"""

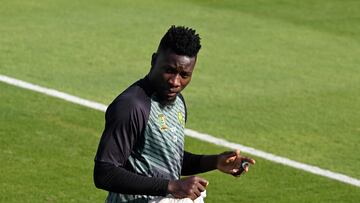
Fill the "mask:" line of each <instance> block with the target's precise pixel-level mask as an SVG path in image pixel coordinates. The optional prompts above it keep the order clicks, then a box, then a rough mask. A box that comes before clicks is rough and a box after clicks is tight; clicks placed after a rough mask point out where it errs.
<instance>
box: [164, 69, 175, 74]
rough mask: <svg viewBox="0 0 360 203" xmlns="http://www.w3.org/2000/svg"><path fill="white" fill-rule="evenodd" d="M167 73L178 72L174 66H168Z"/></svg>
mask: <svg viewBox="0 0 360 203" xmlns="http://www.w3.org/2000/svg"><path fill="white" fill-rule="evenodd" d="M165 73H169V74H174V73H176V69H175V68H172V67H167V68H166V69H165Z"/></svg>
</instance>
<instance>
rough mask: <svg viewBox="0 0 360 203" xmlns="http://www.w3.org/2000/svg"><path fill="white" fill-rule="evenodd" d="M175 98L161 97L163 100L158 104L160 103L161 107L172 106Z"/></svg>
mask: <svg viewBox="0 0 360 203" xmlns="http://www.w3.org/2000/svg"><path fill="white" fill-rule="evenodd" d="M176 97H177V96H173V97H167V96H166V97H163V98H162V99H161V101H160V103H161V104H162V105H172V104H174V103H175V100H176Z"/></svg>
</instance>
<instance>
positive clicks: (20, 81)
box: [0, 74, 360, 187]
mask: <svg viewBox="0 0 360 203" xmlns="http://www.w3.org/2000/svg"><path fill="white" fill-rule="evenodd" d="M0 81H2V82H4V83H7V84H10V85H14V86H17V87H21V88H24V89H29V90H32V91H35V92H40V93H43V94H46V95H49V96H52V97H56V98H60V99H63V100H66V101H69V102H72V103H75V104H79V105H82V106H86V107H89V108H92V109H96V110H99V111H103V112H105V111H106V108H107V106H106V105H104V104H101V103H97V102H93V101H89V100H86V99H82V98H80V97H76V96H73V95H70V94H67V93H64V92H60V91H57V90H54V89H49V88H46V87H41V86H39V85H35V84H31V83H28V82H25V81H21V80H18V79H15V78H11V77H8V76H5V75H1V74H0ZM185 133H186V134H187V135H188V136H190V137H193V138H196V139H199V140H202V141H205V142H209V143H212V144H215V145H220V146H224V147H227V148H230V149H240V150H241V151H242V152H245V153H248V154H251V155H254V156H257V157H261V158H263V159H266V160H269V161H272V162H275V163H279V164H283V165H286V166H290V167H293V168H297V169H300V170H303V171H307V172H309V173H313V174H316V175H320V176H324V177H327V178H330V179H334V180H337V181H340V182H344V183H347V184H350V185H354V186H357V187H360V180H359V179H356V178H352V177H350V176H347V175H344V174H340V173H335V172H332V171H329V170H325V169H321V168H319V167H317V166H312V165H308V164H304V163H300V162H297V161H293V160H290V159H288V158H285V157H281V156H277V155H274V154H270V153H268V152H264V151H261V150H257V149H254V148H251V147H247V146H244V145H241V144H237V143H232V142H229V141H226V140H224V139H221V138H216V137H214V136H212V135H208V134H204V133H200V132H197V131H194V130H191V129H186V130H185Z"/></svg>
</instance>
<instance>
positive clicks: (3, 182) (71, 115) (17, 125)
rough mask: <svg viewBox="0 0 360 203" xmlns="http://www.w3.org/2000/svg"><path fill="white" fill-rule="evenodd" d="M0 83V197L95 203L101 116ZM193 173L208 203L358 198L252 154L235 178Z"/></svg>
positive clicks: (198, 147) (64, 101) (12, 198)
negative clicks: (0, 165)
mask: <svg viewBox="0 0 360 203" xmlns="http://www.w3.org/2000/svg"><path fill="white" fill-rule="evenodd" d="M0 88H1V90H2V91H1V92H0V96H1V98H2V99H1V101H0V112H1V113H0V119H1V121H2V122H1V124H2V131H1V132H0V141H1V145H2V147H1V150H0V153H1V156H0V161H1V163H2V167H1V168H0V173H1V174H2V175H1V176H0V188H1V190H0V201H1V202H19V200H21V201H22V202H64V203H65V202H103V201H104V199H105V196H106V192H104V191H101V190H97V189H95V187H94V185H93V183H92V167H93V158H94V155H95V152H96V147H97V144H98V140H99V135H100V134H101V131H102V127H103V123H104V122H103V116H104V115H103V113H102V112H98V111H95V110H92V109H88V108H86V107H81V106H78V105H75V104H71V103H67V102H65V101H61V100H58V99H55V98H51V97H48V96H44V95H41V94H38V93H34V92H30V91H28V90H23V89H19V88H17V87H12V86H8V85H6V84H2V83H0ZM45 106H46V108H44V107H45ZM186 149H187V150H189V151H192V152H195V153H210V154H212V153H219V152H222V151H224V150H227V149H225V148H220V147H217V146H214V145H210V144H207V143H204V142H200V141H198V140H194V139H192V138H187V139H186ZM201 176H202V177H204V178H206V179H207V180H209V182H210V185H209V187H208V190H207V193H208V197H207V201H206V202H208V203H212V202H213V203H217V202H238V201H241V200H246V201H247V202H310V201H311V202H358V200H359V199H360V193H359V192H358V191H359V189H358V188H356V187H353V186H350V185H346V184H342V183H338V182H336V181H333V180H329V179H327V178H323V177H319V176H315V175H311V174H309V173H306V172H303V171H299V170H296V169H292V168H289V167H286V166H282V165H278V164H274V163H271V162H269V161H265V160H262V159H259V158H257V164H256V165H254V166H253V167H252V168H251V173H250V172H249V173H248V174H246V175H244V176H242V177H241V178H238V179H237V178H234V177H232V176H228V175H224V174H221V173H220V172H211V173H206V174H202V175H201ZM328 191H336V192H333V193H330V194H329V192H328Z"/></svg>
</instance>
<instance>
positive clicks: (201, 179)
mask: <svg viewBox="0 0 360 203" xmlns="http://www.w3.org/2000/svg"><path fill="white" fill-rule="evenodd" d="M199 183H200V184H201V185H203V186H204V187H206V186H207V185H208V184H209V181H207V180H205V179H203V178H200V177H199Z"/></svg>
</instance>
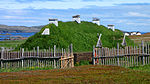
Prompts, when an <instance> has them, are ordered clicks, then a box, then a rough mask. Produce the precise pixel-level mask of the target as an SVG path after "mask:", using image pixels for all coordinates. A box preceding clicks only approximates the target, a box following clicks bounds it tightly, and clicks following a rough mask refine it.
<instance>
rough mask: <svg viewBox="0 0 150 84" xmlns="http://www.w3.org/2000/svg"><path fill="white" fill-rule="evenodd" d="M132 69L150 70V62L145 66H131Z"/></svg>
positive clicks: (131, 68) (147, 71)
mask: <svg viewBox="0 0 150 84" xmlns="http://www.w3.org/2000/svg"><path fill="white" fill-rule="evenodd" d="M130 69H133V70H139V71H145V72H150V64H149V65H144V66H136V67H130Z"/></svg>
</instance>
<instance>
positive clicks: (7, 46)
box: [0, 40, 26, 47]
mask: <svg viewBox="0 0 150 84" xmlns="http://www.w3.org/2000/svg"><path fill="white" fill-rule="evenodd" d="M25 41H26V40H14V41H9V40H8V41H0V47H16V46H17V45H21V44H23V43H24V42H25Z"/></svg>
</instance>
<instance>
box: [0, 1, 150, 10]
mask: <svg viewBox="0 0 150 84" xmlns="http://www.w3.org/2000/svg"><path fill="white" fill-rule="evenodd" d="M27 2H28V3H27ZM122 3H150V1H149V0H142V1H141V0H102V1H101V0H93V1H83V0H64V1H60V0H56V1H54V0H52V1H49V0H45V1H44V0H42V1H40V0H36V1H34V0H31V1H29V0H26V1H25V0H23V2H22V3H20V2H19V1H17V0H1V1H0V4H1V5H0V8H3V9H26V8H34V9H44V8H45V9H68V8H73V9H79V8H85V7H87V6H89V5H95V6H114V4H122Z"/></svg>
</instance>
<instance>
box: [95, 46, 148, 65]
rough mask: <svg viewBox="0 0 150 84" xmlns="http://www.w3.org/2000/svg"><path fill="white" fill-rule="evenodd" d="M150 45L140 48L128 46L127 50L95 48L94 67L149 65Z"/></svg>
mask: <svg viewBox="0 0 150 84" xmlns="http://www.w3.org/2000/svg"><path fill="white" fill-rule="evenodd" d="M149 47H150V46H149V44H142V45H139V46H133V47H131V46H127V47H125V48H122V47H119V44H118V45H117V49H116V48H111V49H110V48H104V47H102V48H95V47H94V48H93V64H94V65H96V64H97V65H115V66H122V67H132V66H139V65H146V64H149V60H150V50H149Z"/></svg>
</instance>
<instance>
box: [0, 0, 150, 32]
mask: <svg viewBox="0 0 150 84" xmlns="http://www.w3.org/2000/svg"><path fill="white" fill-rule="evenodd" d="M149 10H150V0H0V18H1V19H0V24H6V25H19V26H36V25H46V24H48V18H58V19H59V20H60V21H71V20H72V15H76V14H80V15H81V20H84V21H91V20H92V17H97V18H100V20H101V24H102V25H105V26H107V24H114V25H115V27H116V28H117V29H120V30H124V31H141V32H150V11H149Z"/></svg>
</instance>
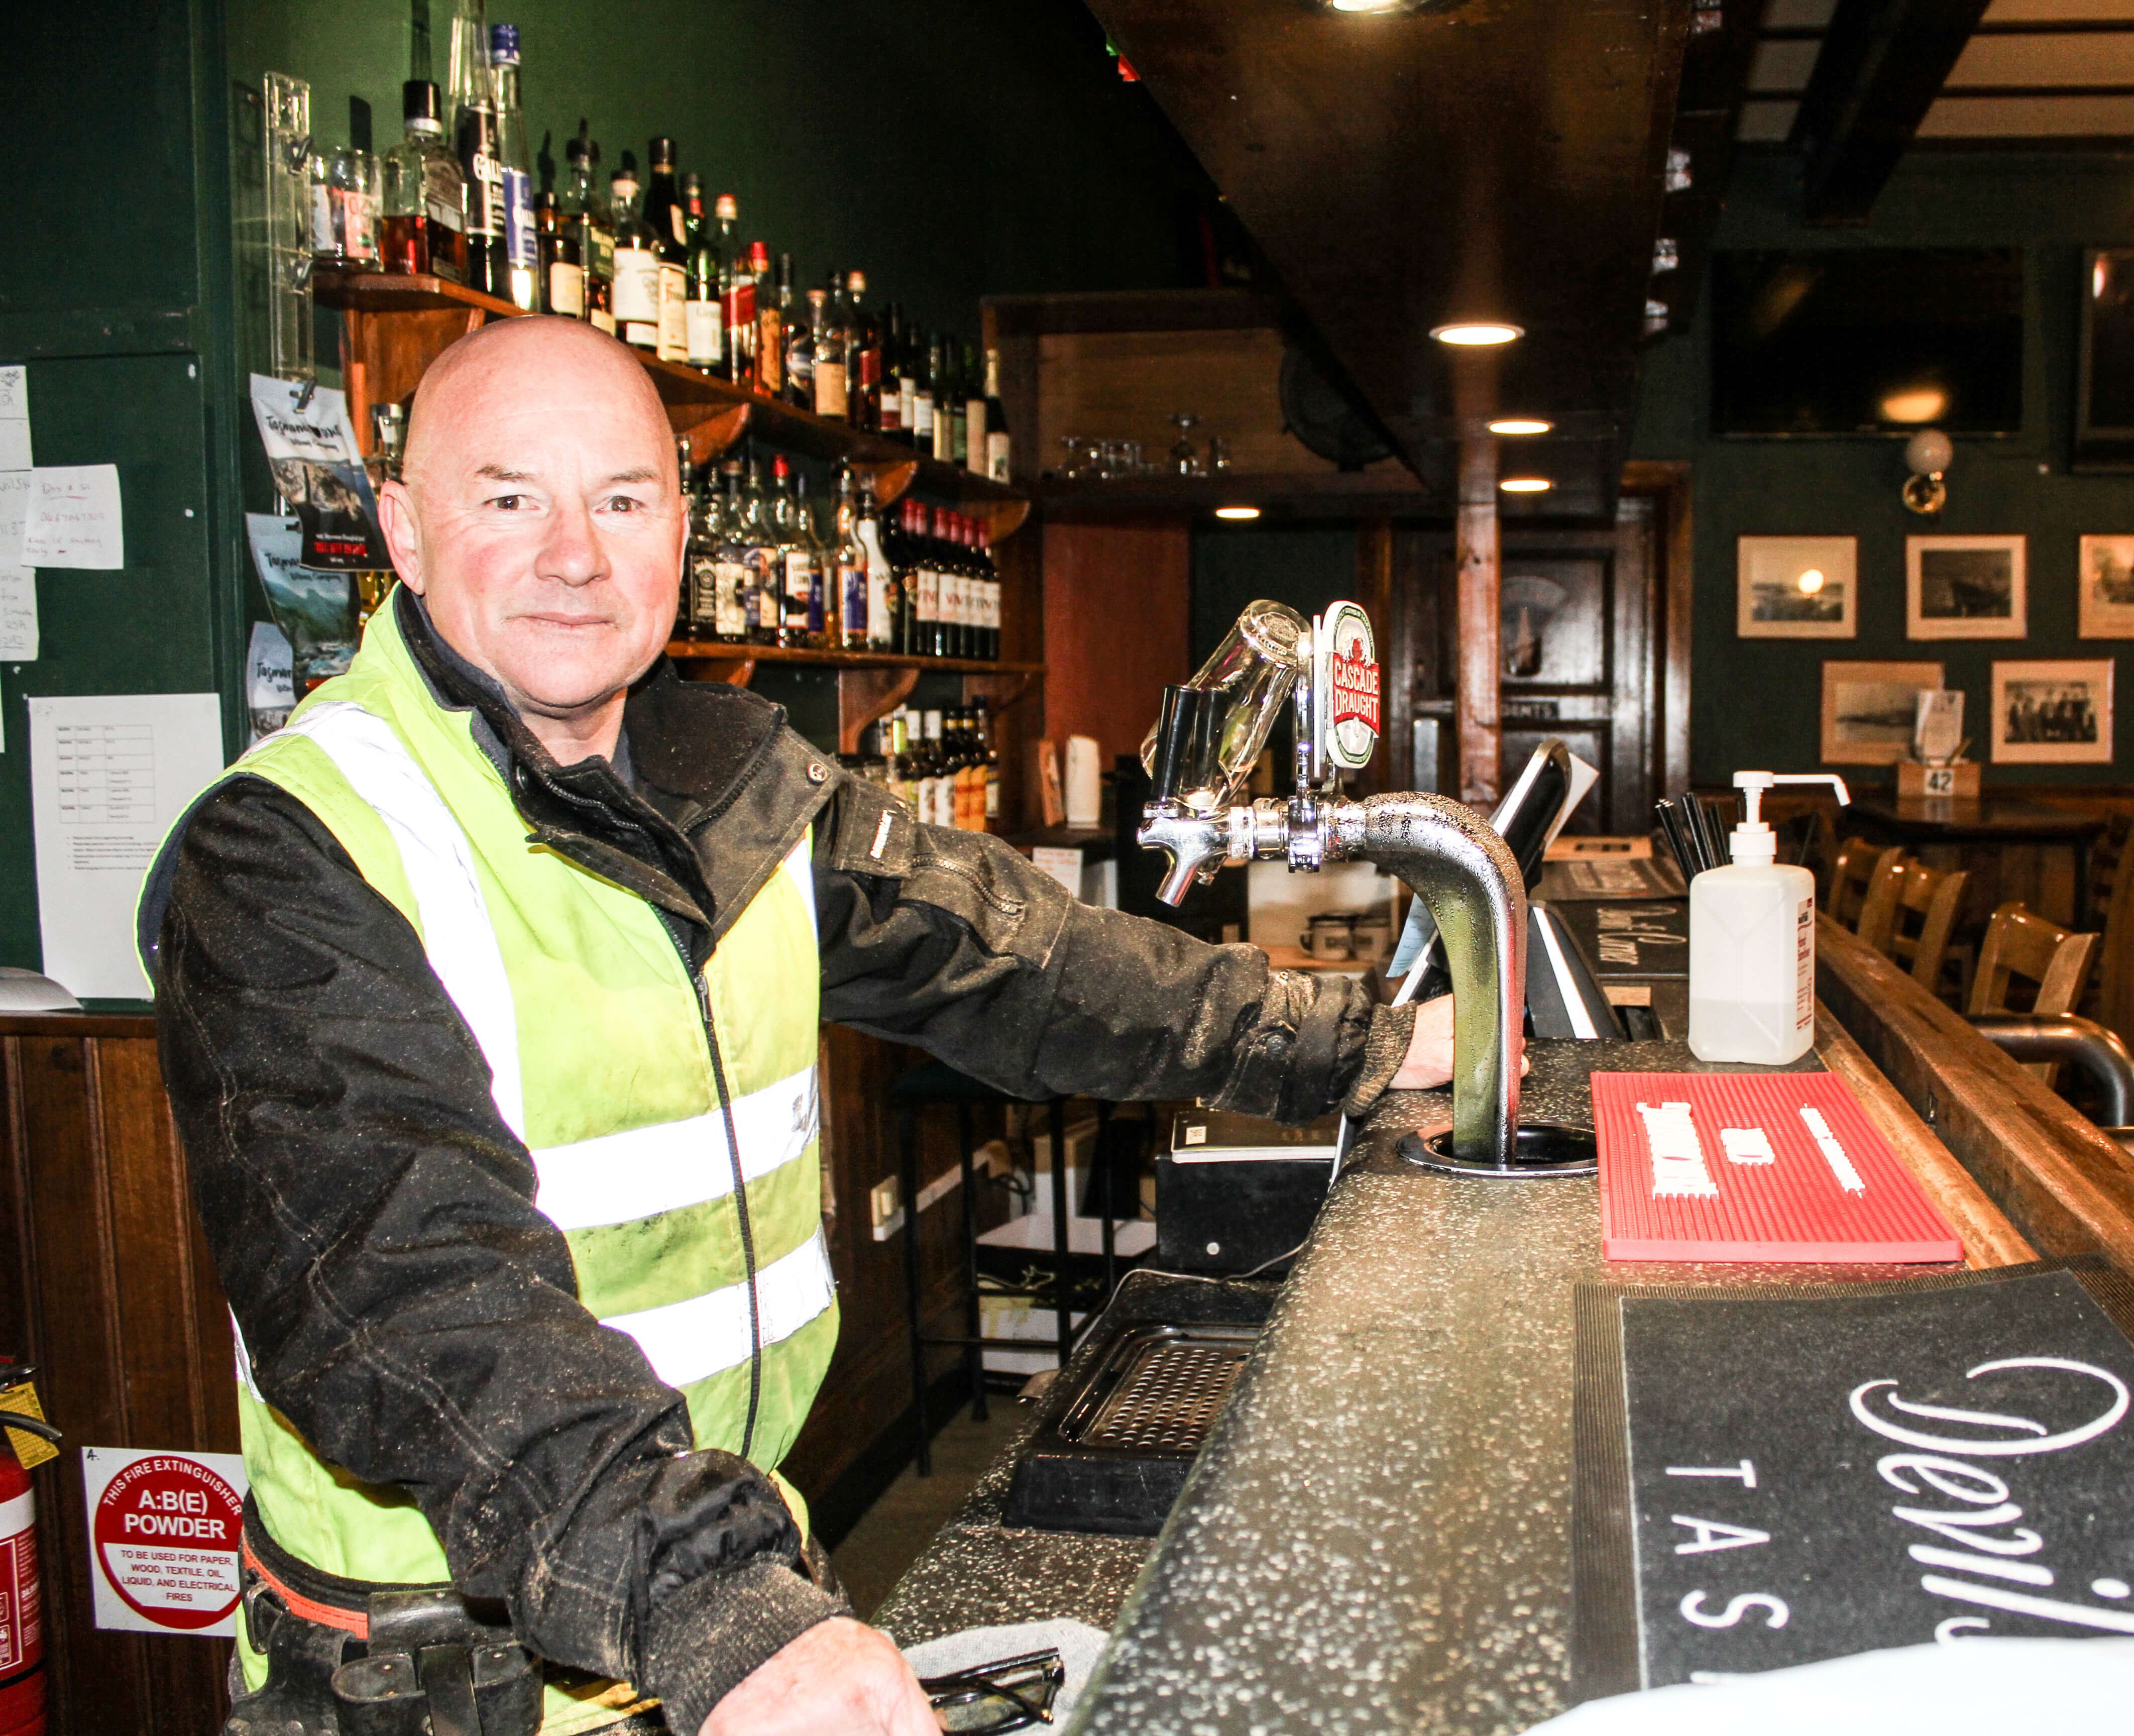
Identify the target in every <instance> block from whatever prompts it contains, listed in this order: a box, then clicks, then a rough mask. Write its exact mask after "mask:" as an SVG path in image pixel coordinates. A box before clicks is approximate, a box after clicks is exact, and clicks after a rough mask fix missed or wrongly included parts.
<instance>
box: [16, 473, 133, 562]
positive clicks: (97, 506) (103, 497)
mask: <svg viewBox="0 0 2134 1736" xmlns="http://www.w3.org/2000/svg"><path fill="white" fill-rule="evenodd" d="M21 564H23V566H83V568H98V570H105V572H109V570H111V568H120V566H126V527H124V523H122V521H120V468H117V465H115V463H47V465H38V468H36V470H32V472H30V510H28V515H26V523H23V532H21Z"/></svg>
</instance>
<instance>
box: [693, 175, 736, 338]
mask: <svg viewBox="0 0 2134 1736" xmlns="http://www.w3.org/2000/svg"><path fill="white" fill-rule="evenodd" d="M683 203H685V205H687V207H689V269H687V301H685V303H683V318H685V322H687V335H689V365H691V367H700V369H702V372H704V374H723V372H726V307H723V303H721V299H719V297H721V288H719V284H721V278H723V275H726V269H723V258H721V254H719V243H717V239H713V226H711V224H708V222H706V220H704V186H702V182H698V177H696V175H691V177H689V179H687V182H685V184H683Z"/></svg>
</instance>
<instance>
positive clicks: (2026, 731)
mask: <svg viewBox="0 0 2134 1736" xmlns="http://www.w3.org/2000/svg"><path fill="white" fill-rule="evenodd" d="M2111 758H2113V660H2111V658H2098V660H2096V662H2021V664H2004V662H1995V664H1993V762H1995V764H2111Z"/></svg>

"""

▶ What the task asks:
Restate, line by line and word for word, everything from the top of the material through the line that contains "positive clicks: (20, 81)". Leave pictures out.

▶ Solution to this problem:
Fill the "mask:" line of each <instance> block with the target's precise pixel-level mask as an SVG path in image pixel coordinates. The optional prompts above it keep the order clicks, then a box, then a rough mask. A box that comes before clicks is rough and a box after clicks is tight; clicks placed after a rough mask point out where it errs.
<instance>
box: [164, 69, 175, 74]
rough mask: <svg viewBox="0 0 360 203" xmlns="http://www.w3.org/2000/svg"><path fill="white" fill-rule="evenodd" d="M167 73L178 72L174 66H168Z"/></svg>
mask: <svg viewBox="0 0 360 203" xmlns="http://www.w3.org/2000/svg"><path fill="white" fill-rule="evenodd" d="M165 73H169V74H174V73H176V69H175V68H172V67H167V68H166V69H165Z"/></svg>
</instance>
<instance>
rough mask: <svg viewBox="0 0 360 203" xmlns="http://www.w3.org/2000/svg"><path fill="white" fill-rule="evenodd" d="M175 98L161 97L163 100L158 104L160 103L161 107L172 106Z"/></svg>
mask: <svg viewBox="0 0 360 203" xmlns="http://www.w3.org/2000/svg"><path fill="white" fill-rule="evenodd" d="M176 97H177V96H173V97H167V96H166V97H163V98H162V99H161V101H160V103H161V104H162V105H172V104H174V103H175V100H176Z"/></svg>
</instance>
<instance>
positive clicks: (20, 81)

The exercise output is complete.